§ **Exercise**: Copy word for word the lines that begin with the one containing "find wood plank flooring" and end with the one containing "(320, 144), (340, 196)", including both of those lines.

[Box annotations for photos]
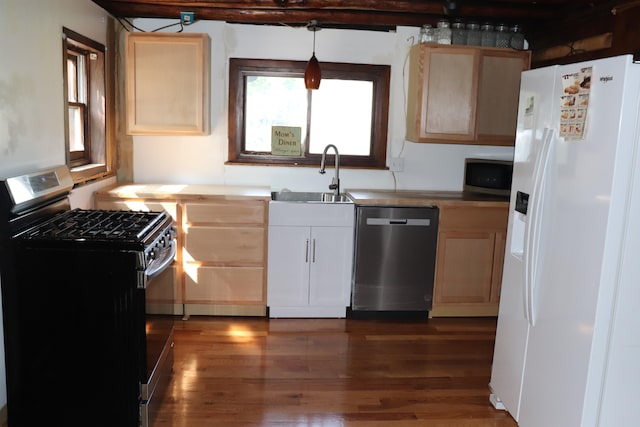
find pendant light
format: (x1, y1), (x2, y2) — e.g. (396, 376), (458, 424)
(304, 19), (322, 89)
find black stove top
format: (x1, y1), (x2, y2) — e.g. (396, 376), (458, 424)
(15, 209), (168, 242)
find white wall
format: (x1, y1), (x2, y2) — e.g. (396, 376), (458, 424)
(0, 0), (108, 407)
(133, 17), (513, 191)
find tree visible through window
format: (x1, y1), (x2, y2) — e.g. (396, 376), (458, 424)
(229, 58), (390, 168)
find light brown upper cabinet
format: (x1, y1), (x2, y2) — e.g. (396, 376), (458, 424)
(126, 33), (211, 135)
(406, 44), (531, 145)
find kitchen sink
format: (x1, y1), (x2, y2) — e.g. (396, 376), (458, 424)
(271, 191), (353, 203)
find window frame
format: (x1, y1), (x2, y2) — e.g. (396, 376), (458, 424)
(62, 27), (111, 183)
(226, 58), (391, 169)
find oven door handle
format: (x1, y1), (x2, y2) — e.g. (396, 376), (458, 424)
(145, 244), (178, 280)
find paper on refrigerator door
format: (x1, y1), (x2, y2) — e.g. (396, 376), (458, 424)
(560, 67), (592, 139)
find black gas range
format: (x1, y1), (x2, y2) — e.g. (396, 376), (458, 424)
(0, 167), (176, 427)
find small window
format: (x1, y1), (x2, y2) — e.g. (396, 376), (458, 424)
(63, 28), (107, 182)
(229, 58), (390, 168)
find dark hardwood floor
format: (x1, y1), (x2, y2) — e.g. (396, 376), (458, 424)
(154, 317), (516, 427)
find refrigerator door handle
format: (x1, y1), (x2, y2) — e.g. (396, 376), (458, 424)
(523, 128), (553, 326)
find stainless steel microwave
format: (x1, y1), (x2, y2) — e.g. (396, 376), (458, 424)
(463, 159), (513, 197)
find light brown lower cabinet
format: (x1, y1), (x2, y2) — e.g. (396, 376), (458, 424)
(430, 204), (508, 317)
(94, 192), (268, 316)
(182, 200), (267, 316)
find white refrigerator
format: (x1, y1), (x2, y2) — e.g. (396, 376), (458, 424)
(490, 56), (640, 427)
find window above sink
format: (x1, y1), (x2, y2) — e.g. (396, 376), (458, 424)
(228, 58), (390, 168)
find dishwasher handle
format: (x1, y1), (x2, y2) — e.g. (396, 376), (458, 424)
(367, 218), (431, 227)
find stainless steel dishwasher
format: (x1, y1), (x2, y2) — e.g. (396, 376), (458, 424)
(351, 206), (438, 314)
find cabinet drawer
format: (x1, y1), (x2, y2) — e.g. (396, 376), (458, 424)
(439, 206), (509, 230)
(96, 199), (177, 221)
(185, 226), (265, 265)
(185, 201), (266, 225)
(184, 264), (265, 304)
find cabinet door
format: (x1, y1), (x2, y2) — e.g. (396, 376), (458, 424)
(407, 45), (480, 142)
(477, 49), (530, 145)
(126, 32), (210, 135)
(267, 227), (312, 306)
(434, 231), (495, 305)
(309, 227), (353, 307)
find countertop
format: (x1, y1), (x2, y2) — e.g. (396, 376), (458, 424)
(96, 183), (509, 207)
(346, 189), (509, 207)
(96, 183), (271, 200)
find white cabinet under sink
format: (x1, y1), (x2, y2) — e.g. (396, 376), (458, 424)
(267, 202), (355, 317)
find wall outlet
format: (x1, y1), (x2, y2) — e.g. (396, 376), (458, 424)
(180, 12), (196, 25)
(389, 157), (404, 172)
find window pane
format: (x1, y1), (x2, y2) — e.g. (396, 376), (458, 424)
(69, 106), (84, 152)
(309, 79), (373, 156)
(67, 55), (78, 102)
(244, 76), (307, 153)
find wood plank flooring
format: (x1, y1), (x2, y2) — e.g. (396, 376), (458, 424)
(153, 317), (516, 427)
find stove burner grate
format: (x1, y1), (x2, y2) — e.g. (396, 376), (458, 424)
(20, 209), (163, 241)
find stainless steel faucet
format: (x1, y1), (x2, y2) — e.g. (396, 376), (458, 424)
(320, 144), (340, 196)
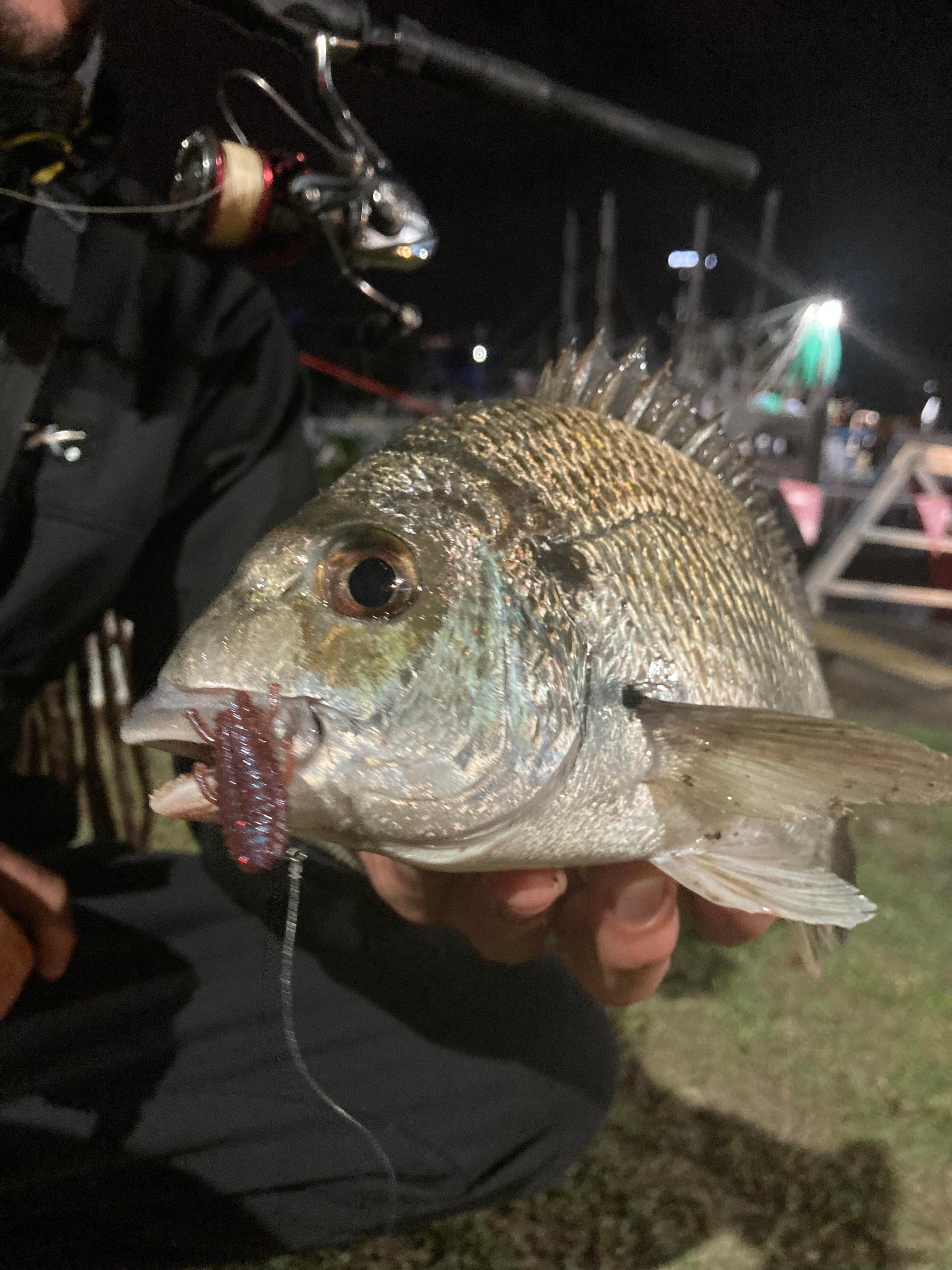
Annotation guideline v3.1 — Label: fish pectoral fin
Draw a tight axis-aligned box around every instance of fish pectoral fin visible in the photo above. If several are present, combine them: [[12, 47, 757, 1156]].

§ **Complete response**:
find wood plank flooring
format: (x1, y1), (x2, y2) — e.g. (396, 376), (458, 424)
(153, 317), (516, 427)
find stove burner grate
format: (x1, y1), (x2, y2) — e.g. (396, 376), (458, 424)
(20, 209), (163, 241)
find stainless steel faucet
format: (x1, y1), (x2, y2) — e.g. (396, 376), (458, 424)
(320, 144), (340, 196)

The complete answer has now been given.